ОТРЫВОК СО СТРАНИЦЫ

Там смешно получилось. Я по глупости ходил не в форме, а с какого-то немца снял кожаную куртку, и ходил в ней, а был – младшим лейтенантом. Как-то раз был какой-то смотр, я одел форму, начальник оперативного отдела штаба армии увидел мои погоны, смотрит на меня и говорит:

- Рубин, ты что, дурак что ли?

- А что такое?

- Ты что, младший лейтенант? Да ты бы уже у меня майором был.

Вот из-за этой куртки.

- Я, - говорит, - и не подозревал, что ты младший лейтенант.

Мне сразу присвоили звание лейтенанта, потом старшего лейтенанта. И уже до конца войны я воевал офицером оперативного отдела штаба армии. Обо мне упоминается в книжке о нашей армии. Дальше обо мне написал заместитель командующего армией Фёдор Иванович Галкин… генерал-лейтенант. Вот даже, видите? Мне написал «На память, 87-й год». И здесь он тоже про меня пишет, упоминает меня.

(Владимир Наумович немного ошибся - заместитель командующего 5-й гв. танковой армией по технической части Ф.И. Галкин дослужился только до звания генерал-майора (1957). Автор книг «Танки возвращаются в бой» (Воениздат, 1964), «Сердце в броне» (Изд-во ДОСААФ, 1969), «Самый памятный день» (глава «Под нами море», изд-во ДОСААФ, 1970), «Крепче брони» (1975). - прим. редактора)

И Василий Павлович про меня написал. Но он дальше продвинулся. (В.П. Брюхов – во время войны командир танкового батальона 170-й тб 18-го тк 5-й гвта, автор книг «Они были крепче брони» и «Бронебойным, огонь! Воспоминания танкового аса» - прим. редактора).

Скажите пожалуйста, а какие у вас отношения были внутри экипажа? Экипаж состоит из четырёх человек – командир танка, стрелок-радист, механик водитель и заряжающий, и…

Вот что я скажу. Мельников – механик-водитель, был кубанский казак. Радист, например, был, Жадин, из Мурома. А заряжающий был, по-моему, Сагандыков. Я не помню киргиз, или какой он там. Вот это наш экипаж был, первый. А потом уже менялись, я уже не помню.

Это те, с кем Вы учились: Мельников, Жадин и Сагандыков?

Нет. Нет. Когда мы получали свои двадцать два танка в Нижнем Тагиле, я один был – командир взвода, без экипажа. У остальных танков тоже были только командиры. Когда мы уже приехали на фронт, нас укомплектовали. И стал я воевать на «тридцатьчетвёрке»…

Вы всю войну прошли на Т-34?

ЗАДАНИЯ ДЛЯ ВЫПОЛНЕНИЯ
1. Откуда, согласно воспоминаниям ветерана, был радист Жадин?
2. Подхватите воспоминания ветерана и продолжите их сразу после последней реплики.
Данные никак не связаны с воспоминаниями ветерана.

СОБРАННЫЕ ДАННЫЕ

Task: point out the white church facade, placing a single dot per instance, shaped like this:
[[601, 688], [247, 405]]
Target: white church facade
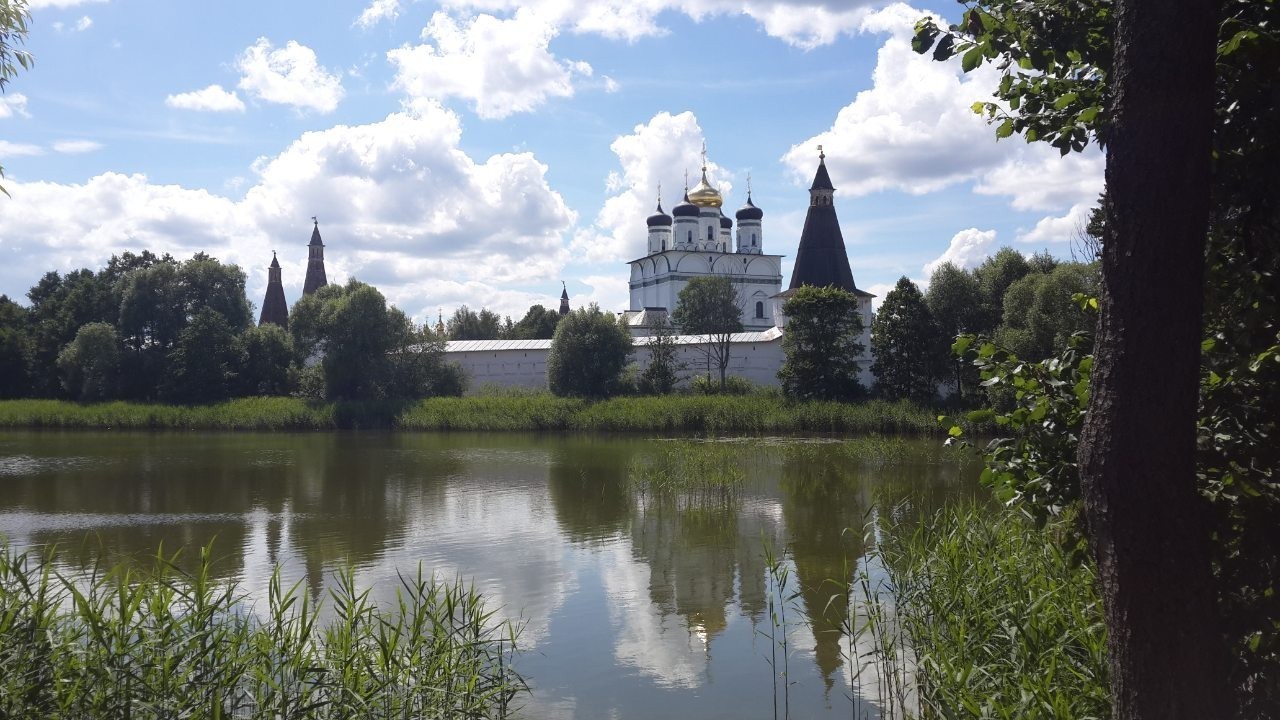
[[698, 240]]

РЕЗУЛЬТАТЫ УПРАЖНЕНИЯ
1. Из Мурома.

2.
Нет.«Тридцатьчетвёрка» у меня сгорела один раз, потом второй раз, а на третий раз нам дали английские танки…Название забыл и не записал нигде… из головы вылетело. (Речь идёт о пехотных британских танках Mk.III «Валентайн»., поставлявшихся в СССР по ленд-лизу прим. редактора).Там экипаж – три человека. Это был маленький танк с 26-мм пушкой (на самом деле – 40 или 57-мм в зависимости от модификации). Внутри всё прекрасно. У нас до этого танк, господи, внутри был ржавый, а у этого всё в белый цвет покрашено. Дальше я уже воевал на этом танке.

«Валентайн»!

Точно, «валентайн».

Как он в сравнении с «тридцатьчетвёркой»?

Не может быть никакого сравнения. Это всё-равно что взять, например, шикарный «шевроле» и маленький «фольцваген». Разница между ними знаешь какая? Или «чайку» и «запорожец». «Тридцатьчетвёрка», конечно, значительно лучше. Две «тридцатьчетвёрки» у меня сгорели, а третий танк был Т-44 с 85-мм пушкой (по официальным данным Т-44 в боевых действиях Великой Отечественной войны участия не принимал, поэтому речь, скорей всего, идёт о танке Т-34-85 – прим. редактора). Но до него я воевал на этом самом «валентайне».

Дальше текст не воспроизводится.